**Page:**
>>>>>
Showing posts with label dinosaur. Show all posts
Showing posts with label dinosaur. Show all posts

Tuesday, 29 April 2025

Pistachio Chocolate Dinosaur Macarons

 I bought some pistachio flour end of last year which I didn't use so I decided to make some macarons with it. Although many bakers advise against using only pistachio meal for making the shells, they don't mention what happens if you do. To satisfy my curiosity, I made some macarons without using any almond flour at all. Presenting my 100% pistachio macarons as cute dinosaurs!


If this design looks familiar, it's because I re-used my old dino design from some years ago. 

I did a 1:1 replacement of almond flour with pistachio flour by weight to see what happens. Before that, I dried the pistachio meal to pick up excess oil which can ruin the bake. To my surprise, the paper towels didn't pick up as much oil as almond flour. Surprised because some bakers warned about the oil from pistachios ruining the bake.
<<<<<
**Material for this exercise:**
>>>>>
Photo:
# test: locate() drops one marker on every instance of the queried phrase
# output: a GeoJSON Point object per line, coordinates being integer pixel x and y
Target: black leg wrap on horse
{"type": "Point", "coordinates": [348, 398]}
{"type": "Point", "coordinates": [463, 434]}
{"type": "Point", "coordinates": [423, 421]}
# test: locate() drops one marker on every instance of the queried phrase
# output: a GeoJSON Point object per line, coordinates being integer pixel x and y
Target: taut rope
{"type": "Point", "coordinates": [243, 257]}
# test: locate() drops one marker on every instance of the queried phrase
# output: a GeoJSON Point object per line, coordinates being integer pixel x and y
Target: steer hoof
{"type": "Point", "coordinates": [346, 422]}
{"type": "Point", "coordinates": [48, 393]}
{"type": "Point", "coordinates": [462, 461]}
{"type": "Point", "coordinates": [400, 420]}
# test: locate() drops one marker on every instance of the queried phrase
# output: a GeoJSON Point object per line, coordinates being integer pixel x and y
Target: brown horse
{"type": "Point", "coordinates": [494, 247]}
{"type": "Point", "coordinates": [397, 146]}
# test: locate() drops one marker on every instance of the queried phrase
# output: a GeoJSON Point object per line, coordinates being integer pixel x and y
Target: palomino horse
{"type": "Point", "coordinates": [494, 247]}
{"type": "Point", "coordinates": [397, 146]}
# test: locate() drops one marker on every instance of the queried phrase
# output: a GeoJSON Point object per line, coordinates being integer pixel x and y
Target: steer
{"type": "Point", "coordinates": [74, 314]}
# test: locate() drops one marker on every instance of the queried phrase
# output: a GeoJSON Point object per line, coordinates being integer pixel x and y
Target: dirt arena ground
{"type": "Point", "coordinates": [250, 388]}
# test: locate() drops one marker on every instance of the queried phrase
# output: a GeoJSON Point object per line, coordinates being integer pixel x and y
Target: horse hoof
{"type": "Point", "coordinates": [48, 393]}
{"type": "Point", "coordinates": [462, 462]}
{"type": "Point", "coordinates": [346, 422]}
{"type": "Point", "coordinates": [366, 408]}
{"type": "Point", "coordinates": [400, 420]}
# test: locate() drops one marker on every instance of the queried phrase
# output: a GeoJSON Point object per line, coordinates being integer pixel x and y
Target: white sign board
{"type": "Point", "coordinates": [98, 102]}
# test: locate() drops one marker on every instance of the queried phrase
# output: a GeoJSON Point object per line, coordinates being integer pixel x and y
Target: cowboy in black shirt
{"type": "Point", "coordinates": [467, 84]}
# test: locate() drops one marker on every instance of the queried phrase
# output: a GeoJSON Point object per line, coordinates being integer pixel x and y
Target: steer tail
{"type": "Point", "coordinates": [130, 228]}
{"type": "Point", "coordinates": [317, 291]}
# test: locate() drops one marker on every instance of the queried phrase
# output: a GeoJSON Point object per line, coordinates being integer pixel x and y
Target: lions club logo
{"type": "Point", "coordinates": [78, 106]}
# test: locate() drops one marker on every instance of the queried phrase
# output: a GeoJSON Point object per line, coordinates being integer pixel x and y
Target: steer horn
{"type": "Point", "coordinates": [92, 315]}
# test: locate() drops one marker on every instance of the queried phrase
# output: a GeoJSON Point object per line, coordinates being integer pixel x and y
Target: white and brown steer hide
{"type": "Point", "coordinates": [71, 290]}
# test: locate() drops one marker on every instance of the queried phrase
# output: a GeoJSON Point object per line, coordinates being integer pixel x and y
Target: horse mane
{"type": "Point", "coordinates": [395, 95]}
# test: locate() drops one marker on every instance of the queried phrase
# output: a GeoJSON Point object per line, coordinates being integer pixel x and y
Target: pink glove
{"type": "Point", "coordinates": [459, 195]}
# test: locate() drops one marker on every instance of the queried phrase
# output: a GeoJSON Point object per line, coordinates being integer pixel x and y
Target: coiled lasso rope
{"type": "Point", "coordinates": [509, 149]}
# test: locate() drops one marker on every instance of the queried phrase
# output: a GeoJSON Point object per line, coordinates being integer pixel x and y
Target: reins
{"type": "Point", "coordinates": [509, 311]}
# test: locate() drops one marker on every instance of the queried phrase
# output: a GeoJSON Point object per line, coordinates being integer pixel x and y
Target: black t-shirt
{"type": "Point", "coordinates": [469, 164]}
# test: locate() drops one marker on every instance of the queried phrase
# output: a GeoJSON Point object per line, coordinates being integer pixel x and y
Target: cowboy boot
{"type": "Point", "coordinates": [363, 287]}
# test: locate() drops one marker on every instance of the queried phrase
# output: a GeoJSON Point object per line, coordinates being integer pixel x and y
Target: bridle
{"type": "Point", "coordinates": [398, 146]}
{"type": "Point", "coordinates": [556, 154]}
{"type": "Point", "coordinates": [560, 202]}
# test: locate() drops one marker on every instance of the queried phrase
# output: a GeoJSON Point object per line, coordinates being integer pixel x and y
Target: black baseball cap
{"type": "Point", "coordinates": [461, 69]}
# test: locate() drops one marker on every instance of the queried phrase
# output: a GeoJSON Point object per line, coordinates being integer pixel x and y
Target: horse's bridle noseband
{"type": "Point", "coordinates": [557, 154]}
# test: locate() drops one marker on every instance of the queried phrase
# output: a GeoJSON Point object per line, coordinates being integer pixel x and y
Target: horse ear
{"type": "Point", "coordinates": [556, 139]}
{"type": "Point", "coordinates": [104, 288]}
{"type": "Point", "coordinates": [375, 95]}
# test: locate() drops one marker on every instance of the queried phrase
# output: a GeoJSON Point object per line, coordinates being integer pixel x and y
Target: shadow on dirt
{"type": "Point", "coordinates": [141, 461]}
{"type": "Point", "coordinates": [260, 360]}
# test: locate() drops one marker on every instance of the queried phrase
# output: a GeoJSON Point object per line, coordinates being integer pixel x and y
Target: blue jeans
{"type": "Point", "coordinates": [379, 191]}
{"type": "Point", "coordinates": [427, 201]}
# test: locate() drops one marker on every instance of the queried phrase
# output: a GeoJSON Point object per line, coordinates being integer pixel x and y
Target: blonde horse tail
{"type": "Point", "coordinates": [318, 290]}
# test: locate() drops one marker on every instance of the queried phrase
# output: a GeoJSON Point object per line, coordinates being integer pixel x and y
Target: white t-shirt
<<<<<
**Task A:** Reproduce everything in the macaron post from "I bought some" down to "some years ago.".
**Task B:** How many lines of the records contain the string "tail"? Reply with the number alone.
The macaron post and the records have no connection to each other.

**Full output A:**
I bought some pistachio flour end of last year which I didn't use so I decided to make some macarons with it. Although many bakers advise against using only pistachio meal for making the shells, they don't mention what happens if you do. To satisfy my curiosity, I made some macarons without using any almond flour at all. Presenting my 100% pistachio macarons as cute dinosaurs!


If this design looks familiar, it's because I re-used my old dino design from some years ago.

**Full output B:** 2